** Testo del documento **
#####

In vista del programma Digital Europe, che sarà varato nel 2021 con fondi importanti anche per la cyberdifesa, lo scorso dicembre Parlamento, Consiglio e Commissione UE si sono accordati sulla legge per la cybersicurezza, basandosi sulle linee guida della direttiva NIS- Network and Information Security
Per tradizione, in cima alla classifica dei Paesi più bersagliati dagli attacchi cyber figurano gli Stati Uniti, che peraltro svettano anche nel ranking delle nazioni con la difesa informatica più agguerrita e aggiornata. Molto probabilmente, però, se si sommassero i casi delle minacce e degli incidenti subiti dai singoli Paesi UE, soprattutto da Germania, Francia, Regno Unito, Polonia, Italia, Spagna, Svezia, Finlandia, il cyberspazio della vecchia Europa risulterebbe di gran lunga il più bombardato a livello globale.

#####

** Righe **
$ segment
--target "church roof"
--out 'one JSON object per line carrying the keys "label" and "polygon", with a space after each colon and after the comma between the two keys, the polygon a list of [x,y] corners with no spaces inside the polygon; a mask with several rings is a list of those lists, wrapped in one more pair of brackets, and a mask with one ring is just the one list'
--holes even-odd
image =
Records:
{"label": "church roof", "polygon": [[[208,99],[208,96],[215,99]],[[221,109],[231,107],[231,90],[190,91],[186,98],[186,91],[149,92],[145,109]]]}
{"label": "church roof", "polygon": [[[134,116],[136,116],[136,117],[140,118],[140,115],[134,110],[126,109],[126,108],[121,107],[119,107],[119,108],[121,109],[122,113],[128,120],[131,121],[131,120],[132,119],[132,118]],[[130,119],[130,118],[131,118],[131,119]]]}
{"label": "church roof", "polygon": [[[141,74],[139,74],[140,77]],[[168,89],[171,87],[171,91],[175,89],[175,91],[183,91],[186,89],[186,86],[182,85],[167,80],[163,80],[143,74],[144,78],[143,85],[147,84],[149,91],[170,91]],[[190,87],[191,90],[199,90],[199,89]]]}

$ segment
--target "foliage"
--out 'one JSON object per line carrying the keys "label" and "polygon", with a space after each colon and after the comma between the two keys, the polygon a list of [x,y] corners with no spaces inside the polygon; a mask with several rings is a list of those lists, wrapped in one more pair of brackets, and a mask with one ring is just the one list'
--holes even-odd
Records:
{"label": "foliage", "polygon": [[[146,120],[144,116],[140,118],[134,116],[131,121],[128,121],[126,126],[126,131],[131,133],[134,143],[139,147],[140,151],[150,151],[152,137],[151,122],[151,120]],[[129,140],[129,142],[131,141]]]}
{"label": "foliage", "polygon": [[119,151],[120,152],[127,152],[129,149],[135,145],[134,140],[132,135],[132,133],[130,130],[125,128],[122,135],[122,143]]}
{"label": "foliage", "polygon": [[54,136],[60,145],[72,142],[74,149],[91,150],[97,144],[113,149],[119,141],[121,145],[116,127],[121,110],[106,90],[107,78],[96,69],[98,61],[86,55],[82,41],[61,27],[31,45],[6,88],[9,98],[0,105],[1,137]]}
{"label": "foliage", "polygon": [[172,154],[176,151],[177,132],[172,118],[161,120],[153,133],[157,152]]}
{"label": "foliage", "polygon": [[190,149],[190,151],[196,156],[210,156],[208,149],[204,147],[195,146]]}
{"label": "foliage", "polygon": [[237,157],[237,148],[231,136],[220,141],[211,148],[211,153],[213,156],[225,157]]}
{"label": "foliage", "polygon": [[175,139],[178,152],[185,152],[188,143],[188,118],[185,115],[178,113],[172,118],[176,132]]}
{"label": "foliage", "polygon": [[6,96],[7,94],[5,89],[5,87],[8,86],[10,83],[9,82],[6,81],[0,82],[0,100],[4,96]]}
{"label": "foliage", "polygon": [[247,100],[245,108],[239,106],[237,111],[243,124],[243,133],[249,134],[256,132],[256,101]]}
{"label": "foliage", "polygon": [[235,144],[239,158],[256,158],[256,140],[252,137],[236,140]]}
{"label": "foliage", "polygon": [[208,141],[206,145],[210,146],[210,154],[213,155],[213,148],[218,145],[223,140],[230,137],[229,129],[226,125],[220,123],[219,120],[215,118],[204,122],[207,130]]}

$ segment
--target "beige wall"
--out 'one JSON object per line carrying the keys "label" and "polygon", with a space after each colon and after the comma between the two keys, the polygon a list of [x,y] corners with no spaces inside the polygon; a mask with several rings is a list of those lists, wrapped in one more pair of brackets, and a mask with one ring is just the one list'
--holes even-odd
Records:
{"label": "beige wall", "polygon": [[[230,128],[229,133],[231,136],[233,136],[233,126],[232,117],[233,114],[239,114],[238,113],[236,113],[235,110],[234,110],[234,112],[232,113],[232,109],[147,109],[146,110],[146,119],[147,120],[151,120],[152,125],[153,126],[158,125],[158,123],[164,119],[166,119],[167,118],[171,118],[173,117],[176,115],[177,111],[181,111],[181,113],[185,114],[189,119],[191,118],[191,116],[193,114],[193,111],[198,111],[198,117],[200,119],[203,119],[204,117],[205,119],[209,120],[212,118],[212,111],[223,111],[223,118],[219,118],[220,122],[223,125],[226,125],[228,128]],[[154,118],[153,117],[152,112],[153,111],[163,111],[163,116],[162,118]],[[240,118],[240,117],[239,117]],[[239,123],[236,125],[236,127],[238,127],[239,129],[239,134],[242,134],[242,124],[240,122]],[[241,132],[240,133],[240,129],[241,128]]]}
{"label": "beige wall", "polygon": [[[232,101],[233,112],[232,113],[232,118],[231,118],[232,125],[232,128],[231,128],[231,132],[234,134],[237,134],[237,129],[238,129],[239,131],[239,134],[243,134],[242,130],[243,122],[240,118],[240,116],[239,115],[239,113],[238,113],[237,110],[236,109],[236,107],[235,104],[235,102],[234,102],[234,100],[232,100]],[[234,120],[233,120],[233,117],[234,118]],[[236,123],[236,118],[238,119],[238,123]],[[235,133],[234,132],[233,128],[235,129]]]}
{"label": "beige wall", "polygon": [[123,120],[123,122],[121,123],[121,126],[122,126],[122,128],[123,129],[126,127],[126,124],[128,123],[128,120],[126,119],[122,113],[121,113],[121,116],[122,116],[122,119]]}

#####

** Serie di esercizi **
1. Quali sono i Paesi UE che il testo sulla cybersicurezza europea nomina tra quelli che hanno subito minacce e incidenti? Elencali tutti.
2. Secondo il testo sulla cybersicurezza europea, quale Paese figura per tradizione in cima alla classifica dei Paesi più bersagliati dagli attacchi cyber?
Le righe non servono per svolgere gli esercizi.

** Soluzioni **
1. Germania, Francia, Regno Unito, Polonia, Italia, Spagna, Svezia, Finlandia.

2. Gli Stati Uniti.